• Parts of the exercise
1/ Return, word for word, the portion of the objective function solving text starting with "This application provides" and going on through "can be reduced.".
2/ Supply the next part of the objective function solving text, picking up directly after its final sentence.

• Text
[start]

In an example, the apparatus further includes a sending module, configured to send the second pricing strategy to a user terminal.

The receiving module is configured to receive a pricing strategy confirmation notification sent by the user terminal.

The solving module is configured to solve the objective function according to the second pricing strategy using the simplex method.

According to a third aspect, a computing device cluster is provided, including at least one computing device. Each computing device includes a processor and a memory, and the processor of the at least one computing device is configured to execute instructions stored in the memory of the at least one computing device, such that the computing device cluster performs the method according to the first aspect or the examples corresponding to the first aspect.

According to a fourth aspect, a computer program product including instructions is provided. When the instructions are run by a computing device cluster, the computing device cluster is enabled to perform the method according to the first aspect or the examples corresponding to the first aspect.

According to a fifth aspect, a computer-readable storage medium is provided, including computer program instructions. When the computer program instructions are executed by a computing device cluster, the computing device cluster performs the method according to the first aspect or the examples corresponding to the first aspect.

BRIEF DESCRIPTION OF DRAWINGS

FIG. 1 is a flowchart of an objective function solving method according to this application;

FIG. 2 is a flowchart of an objective function solving method according to this application;

FIG. 3 is a diagram of an objective function solving system according to this application;

FIG. 4 is a diagram of a structure of an objective function solving apparatus according to this application;

FIG. 5 is a diagram of a computing device according to this application;

FIG. 6 is a diagram of a computing device cluster according to this application; and

FIG. 7 is a diagram of connection between computing devices according to this application.

DESCRIPTION OF EMBODIMENTS

To make the objectives, technical solutions, and advantages of this application clearer, the following further describes the implementations of this application in detail with reference to the accompanying drawings.

This application provides an objective function solving method. In the solving method, an objective function may be solved using a simplex method, such that efficiency of solving the objective function by a computing device can be improved, efficiency of performing the simplex method by the computing device can be improved, and processing resources occupied for performing the simplex method in the computing device can be reduced.

For ease of understanding of embodiments of this application, the following first briefly describes the simplex method.

[end]

• Extracted information
[start]

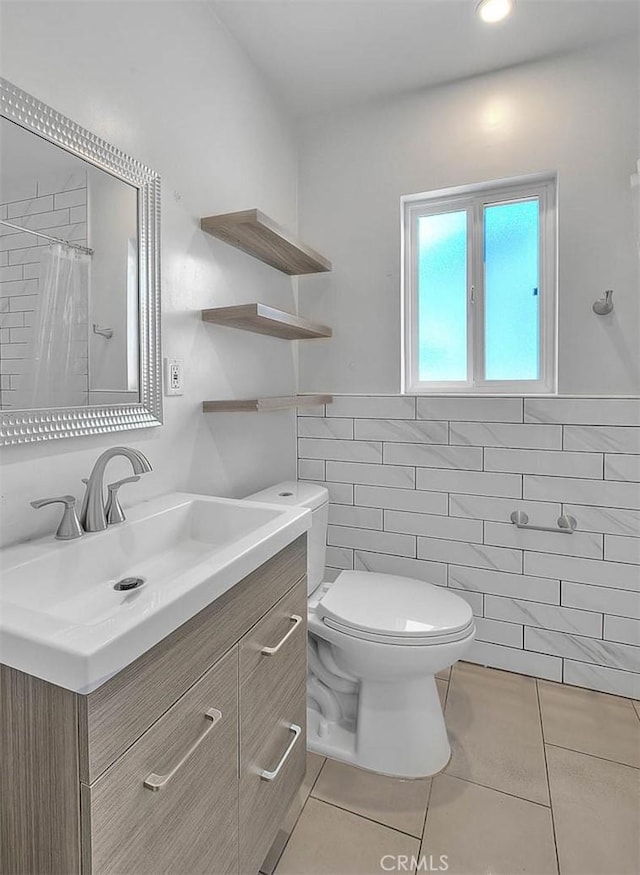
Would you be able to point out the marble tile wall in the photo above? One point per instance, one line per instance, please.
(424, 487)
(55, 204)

[end]
[start]

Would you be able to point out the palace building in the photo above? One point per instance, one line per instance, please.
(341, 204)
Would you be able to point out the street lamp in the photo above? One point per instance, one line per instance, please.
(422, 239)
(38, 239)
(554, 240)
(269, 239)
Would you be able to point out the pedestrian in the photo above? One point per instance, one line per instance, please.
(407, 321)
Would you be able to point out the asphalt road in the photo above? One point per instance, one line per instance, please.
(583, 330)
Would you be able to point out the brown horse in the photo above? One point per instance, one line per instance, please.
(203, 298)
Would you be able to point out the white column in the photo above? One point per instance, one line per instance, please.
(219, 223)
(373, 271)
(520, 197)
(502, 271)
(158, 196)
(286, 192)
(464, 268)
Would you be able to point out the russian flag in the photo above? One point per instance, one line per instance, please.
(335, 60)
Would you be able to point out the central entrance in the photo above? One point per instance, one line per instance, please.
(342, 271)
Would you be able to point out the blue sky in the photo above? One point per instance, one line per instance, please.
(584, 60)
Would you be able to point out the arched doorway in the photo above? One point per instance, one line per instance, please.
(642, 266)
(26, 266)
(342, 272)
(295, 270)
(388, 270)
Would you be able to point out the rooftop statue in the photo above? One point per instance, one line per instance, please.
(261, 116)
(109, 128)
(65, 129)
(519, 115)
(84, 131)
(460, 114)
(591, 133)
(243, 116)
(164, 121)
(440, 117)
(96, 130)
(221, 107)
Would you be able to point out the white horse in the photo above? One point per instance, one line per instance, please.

[end]

• Results
1/
This application provides an objective function solving method. In the solving method, an objective function may be solved using a simplex method, such that efficiency of solving the objective function by a computing device can be improved, efficiency of performing the simplex method by the computing device can be improved, and processing resources occupied for performing the simplex method in the computing device can be reduced.

2/
The simplex method is an algorithm to resolve a linear programming problem. The main idea of the simplex method is to find a basic feasible solution and determine whether the basic feasible solution is an optimal solution. If the basic feasible solution is not an optimal solution, another solution is found based on the basic feasible solution and then whether the another solution is the optimal solution is determined. In this way, iterative operations are performed until the optimal solution is found.

In the simplex method, the to-be-solved linear programming problem may be expressed as an objective function for obtaining a maximum solution or a minimum solution, and a plurality of constraint conditions for the linear programming problem are expressed as a system of constraint equations. Then, the objective function is solved using the system of constraint equations. The objective function is actually a multi-element equation, and the objective function includes a plurality of to-be-solved variables. The system of constraint equations includes a plurality of equations, and each equation corresponds to a constraint condition of at least one variable.

For example, if the linear programming problem is to minimize production costs of a factory, variables included in an objective function are factors that affect the production costs of the factory, for example, a quantity of products produced and a quantity of employees in the factory. A coefficient corresponding to each variable may be costs corresponding to a single variable, for example, material costs of each type of product and a salary of each worker. The constraint conditions in the linear programming problem may be constraint conditions on values of different variables in the objective function, for example, a minimum or maximum production quantity of each type of product and a minimum quantity of employees in a factory. In addition, each constraint condition may be converted into a corresponding constraint equation, and constraint equations corresponding to a plurality of constraint conditions may form a system of constraint equations.

A mathematical programming solver is a software system that can be used to solve the linear programming problem using the simplex method. The mathematical programming solver may be run on a computing device, to solve the linear programming problem using the simplex method. After obtaining the objective function and the constraint equations corresponding to the linear programming problem, the mathematical programming solver solves the objective function using the simplex method. The steps are as follows:

Step S1: Convert a system of constraint equations into a standard matrix, and introduce a slack variable.

Step S2: Determine an m-order identity matrix in the matrix corresponding to the system of constraint equations, determine a variable corresponding to the m-order identity matrix as a non-basic variable, and determine a remaining variable in the objective function as a basic variable.

Step S3: Determine a test number corresponding to each non-basic variable, and determine, based on the determined test number, whether an optimal solution of the objective function can be obtained currently. If it is determined that the optimal solution of the objective function cannot be obtained, step S4 is performed. If it is determined that the optimal solution of the objective function can be obtained, the optimal solution of the objective function is calculated, and the calculation ends after the optimal solution of the objective function is obtained.

Step S4: Determine a leaving variable and an entering variable based on a current basic variable and a current non-basic variable. The leaving variable is a variable that is in the basic variables and that needs to be updated to a non-basic variable, and the entering variable is a variable that is in the non-basic variables and that needs to be updated to a basic variable.

Step S5: Update, based on the leaving variable and the entering variable, the matrix corresponding to the current system of constraint equations, and perform step S3.

It can be learned from steps S1 to S5 that, in the simplex method, step S3 to step S5 need to be cyclically performed, until it is determined, based on the test value, that the optimal solution of the objective function cannot be obtained in step S3, and then the iterative calculation ends. In step S4, the operation of determining the leaving variable and the entering variable based on the current basic variable and the current non-basic variable may be referred to as a basis exchange operation. That is, in step S4, a pricing strategy needs to be applied to perform an operation.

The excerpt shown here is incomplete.